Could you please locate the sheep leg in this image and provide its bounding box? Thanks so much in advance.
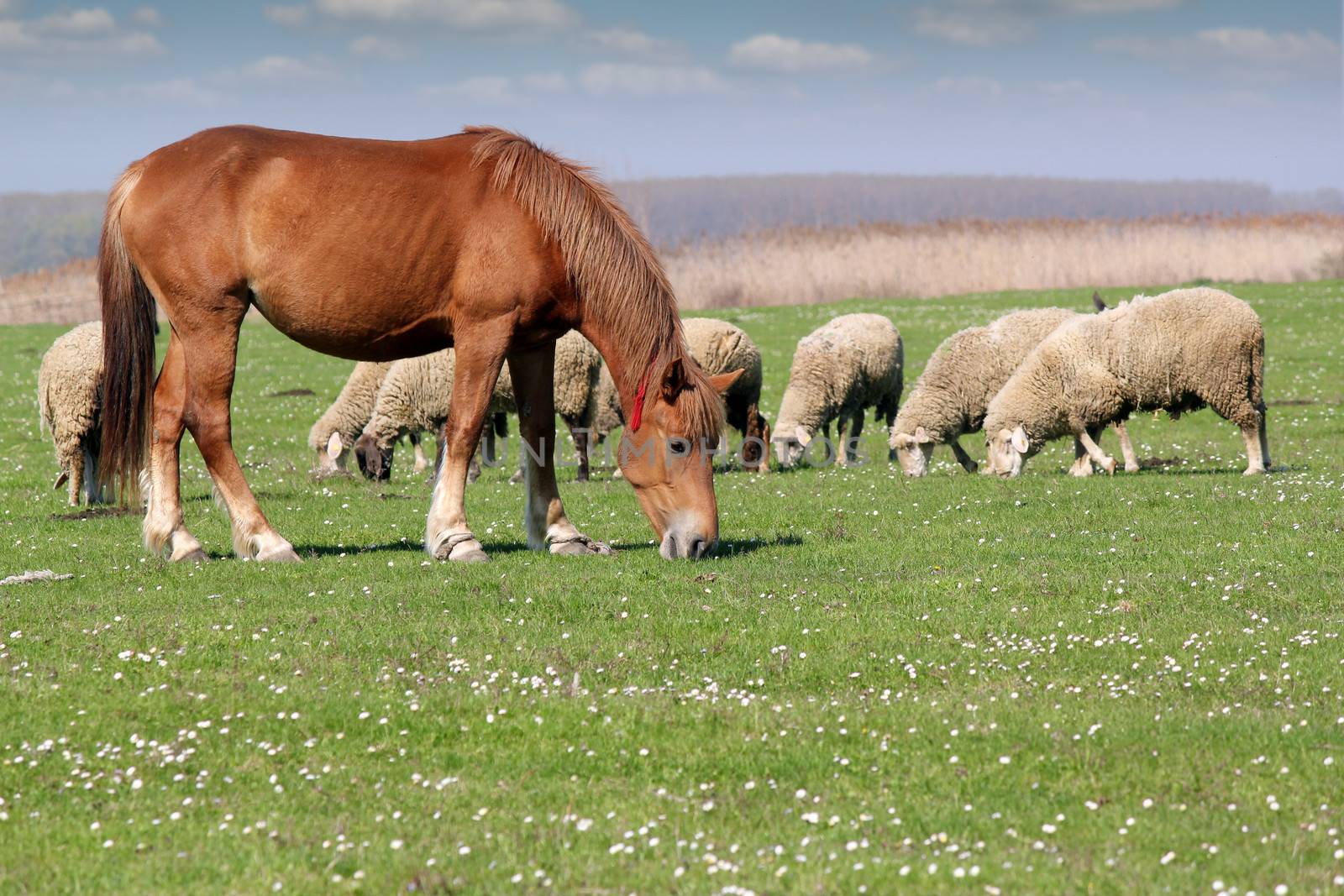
[406,430,428,473]
[570,426,589,482]
[844,410,863,466]
[1075,428,1116,475]
[1114,421,1138,473]
[425,333,512,563]
[175,305,298,563]
[1257,407,1273,470]
[505,343,612,553]
[948,438,979,473]
[1242,426,1265,475]
[139,333,206,560]
[69,443,89,506]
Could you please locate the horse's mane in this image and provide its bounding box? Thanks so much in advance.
[466,128,723,439]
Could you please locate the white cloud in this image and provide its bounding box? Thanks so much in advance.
[130,7,164,29]
[587,25,684,60]
[260,5,313,29]
[239,56,336,82]
[580,62,727,97]
[932,76,1004,97]
[421,71,570,105]
[916,4,1037,47]
[728,34,876,72]
[313,0,578,31]
[1095,29,1340,81]
[1053,0,1187,13]
[125,78,223,106]
[0,7,163,59]
[349,34,412,60]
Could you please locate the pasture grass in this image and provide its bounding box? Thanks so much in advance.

───

» **STATED EXERCISE**: List every line in the data above that contains the word "this", copying each line in full. Case counts.

» **SOLUTION BELOW**:
Could you please locate the sheep leg in this image and provide its bounding box? Thanks so much in advance.
Could you please locate the horse's mane in this image and provide its bounding box? Thanks so much in advance.
Could you please locate the white cloud in this image and provide its bounding box? Thanks so much in advance.
Could you please locate the pasture grass in this image and provide its bounding box? Thanks so much in advance.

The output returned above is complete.